* What is being asked
Can you write out all of the rows below again, requests included, with every x and y coordinate in the answers multiplied by 0.35 and rounded to whole numbers (halves up), and the pictures left out?

* begin Given information *

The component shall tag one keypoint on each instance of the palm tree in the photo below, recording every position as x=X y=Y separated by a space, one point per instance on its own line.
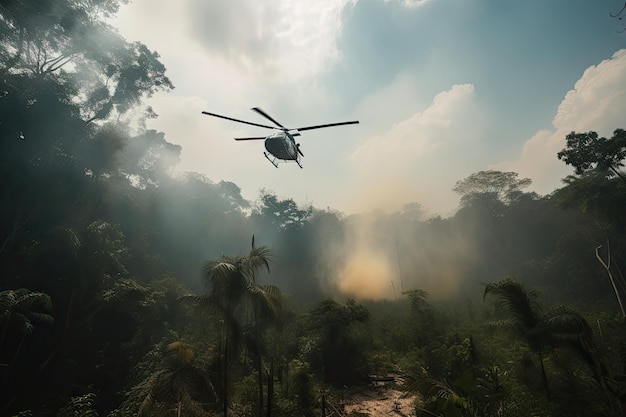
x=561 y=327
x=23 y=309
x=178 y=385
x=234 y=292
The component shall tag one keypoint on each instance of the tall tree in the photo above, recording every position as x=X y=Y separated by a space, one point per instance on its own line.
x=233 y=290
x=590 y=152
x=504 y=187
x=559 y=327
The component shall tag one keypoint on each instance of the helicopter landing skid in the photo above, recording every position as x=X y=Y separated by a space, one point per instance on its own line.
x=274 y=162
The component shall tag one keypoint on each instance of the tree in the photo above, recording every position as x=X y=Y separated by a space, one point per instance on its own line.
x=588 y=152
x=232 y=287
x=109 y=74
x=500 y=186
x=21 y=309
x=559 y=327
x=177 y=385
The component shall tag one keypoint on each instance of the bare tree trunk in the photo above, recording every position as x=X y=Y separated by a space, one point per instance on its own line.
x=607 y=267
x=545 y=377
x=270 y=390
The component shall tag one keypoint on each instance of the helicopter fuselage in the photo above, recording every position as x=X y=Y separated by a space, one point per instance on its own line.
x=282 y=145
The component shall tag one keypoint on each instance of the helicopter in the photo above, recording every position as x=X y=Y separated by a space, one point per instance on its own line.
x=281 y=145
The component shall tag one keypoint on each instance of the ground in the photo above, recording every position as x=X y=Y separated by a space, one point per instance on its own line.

* end Given information *

* Solution to this problem
The component shall tag one keypoint on each instance of the palm tree in the photo below, recording every position as x=X y=Y separated by a space, one point per instance on its own line.
x=196 y=114
x=8 y=108
x=62 y=135
x=82 y=102
The component shall tag one keypoint on each instance of the tall tree in the photo above, recording every position as x=X y=Y separated by a space, one point per instance on its own line.
x=82 y=102
x=207 y=53
x=176 y=65
x=196 y=114
The component shall tag one keypoint on each instance of the helicopter landing skid in the photo above, recording every position as x=X y=Y separated by a space, one point per instance on its own line.
x=96 y=57
The component shall tag one keypoint on each instance of the tree in the photo above, recording every position as x=X y=Y separated by a space, one point per instance on its own line.
x=206 y=53
x=81 y=100
x=38 y=26
x=175 y=65
x=7 y=108
x=196 y=114
x=62 y=135
The component shall tag one keypoint on each instance of the bare tree trunk in the photo above, recording every position as x=X y=Y separated by a space, one point per instance on its own line.
x=212 y=93
x=191 y=132
x=95 y=137
The component shall tag one keypoint on each instance of the helicopter fuselage in the photo above, recording every position as x=X y=Y separated by a space, one point per instance on its own line.
x=99 y=51
The component shall tag one keypoint on each instance of the helicopter in the photo above, recording every position as x=X y=Y separated by a space, one point per instance on its own line.
x=98 y=51
The component shall tag one keypoint on each instance of the ground in the photo above, recording every position as x=X y=Y separated by a space, one point per instance on its own line.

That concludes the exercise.